(Point labeling listing)
* * *

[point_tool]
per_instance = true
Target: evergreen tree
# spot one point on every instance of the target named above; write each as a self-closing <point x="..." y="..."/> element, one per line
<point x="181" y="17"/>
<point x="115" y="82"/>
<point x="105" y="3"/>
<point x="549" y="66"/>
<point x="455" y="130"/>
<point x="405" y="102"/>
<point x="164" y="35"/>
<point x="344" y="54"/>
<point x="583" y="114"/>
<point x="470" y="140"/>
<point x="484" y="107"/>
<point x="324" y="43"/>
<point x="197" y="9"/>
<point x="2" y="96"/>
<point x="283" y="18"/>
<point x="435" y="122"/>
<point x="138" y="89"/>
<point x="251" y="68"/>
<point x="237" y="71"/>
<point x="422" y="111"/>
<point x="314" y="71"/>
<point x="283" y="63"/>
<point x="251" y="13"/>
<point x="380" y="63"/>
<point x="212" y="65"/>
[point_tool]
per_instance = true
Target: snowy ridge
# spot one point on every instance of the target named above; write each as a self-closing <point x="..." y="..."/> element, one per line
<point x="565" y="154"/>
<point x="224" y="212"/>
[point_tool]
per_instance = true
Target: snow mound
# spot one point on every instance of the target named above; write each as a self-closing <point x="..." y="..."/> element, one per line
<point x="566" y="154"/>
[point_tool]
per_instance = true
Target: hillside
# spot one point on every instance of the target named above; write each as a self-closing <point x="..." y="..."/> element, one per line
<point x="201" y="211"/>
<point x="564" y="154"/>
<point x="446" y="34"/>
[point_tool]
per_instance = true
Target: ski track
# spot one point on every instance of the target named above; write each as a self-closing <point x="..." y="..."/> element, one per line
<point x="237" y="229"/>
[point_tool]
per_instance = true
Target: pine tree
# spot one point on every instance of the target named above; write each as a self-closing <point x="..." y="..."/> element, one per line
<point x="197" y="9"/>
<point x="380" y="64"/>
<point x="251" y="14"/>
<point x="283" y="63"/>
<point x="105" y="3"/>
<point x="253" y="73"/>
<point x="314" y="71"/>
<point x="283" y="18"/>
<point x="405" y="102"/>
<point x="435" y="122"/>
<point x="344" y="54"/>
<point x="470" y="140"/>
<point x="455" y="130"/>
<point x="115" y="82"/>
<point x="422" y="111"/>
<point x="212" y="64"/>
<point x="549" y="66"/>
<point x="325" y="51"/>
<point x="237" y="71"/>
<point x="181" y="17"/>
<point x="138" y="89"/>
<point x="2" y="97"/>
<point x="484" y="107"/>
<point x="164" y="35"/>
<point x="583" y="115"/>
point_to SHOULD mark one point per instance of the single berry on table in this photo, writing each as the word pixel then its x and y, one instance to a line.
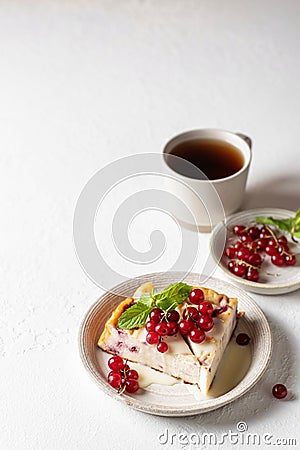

* * *

> _TASK INSTRUCTIONS_
Pick out each line of the listing in which the string "tree" appears, and copy those lines.

> _FULL RESPONSE_
Target: evergreen tree
Target: pine tree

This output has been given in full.